Record list =>
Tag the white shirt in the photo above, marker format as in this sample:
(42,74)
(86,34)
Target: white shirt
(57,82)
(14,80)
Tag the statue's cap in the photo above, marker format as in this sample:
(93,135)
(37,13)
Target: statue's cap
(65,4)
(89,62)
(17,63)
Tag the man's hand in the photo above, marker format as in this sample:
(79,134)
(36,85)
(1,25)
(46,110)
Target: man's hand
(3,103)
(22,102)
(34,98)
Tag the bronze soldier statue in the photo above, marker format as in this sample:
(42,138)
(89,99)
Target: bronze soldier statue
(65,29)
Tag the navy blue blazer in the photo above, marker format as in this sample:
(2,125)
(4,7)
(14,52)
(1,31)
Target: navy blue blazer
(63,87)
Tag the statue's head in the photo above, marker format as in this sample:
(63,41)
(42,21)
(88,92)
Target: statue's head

What needs to be done =>
Edit the material from the line with "Tag the statue's head" through the end by replacing "statue's head" with "statue's face" and keeping everything else the same. Give back only those edited lines.

Response =>
Tag the statue's face in the photo above, marker format as in this sample:
(63,41)
(42,21)
(88,92)
Target: statue's face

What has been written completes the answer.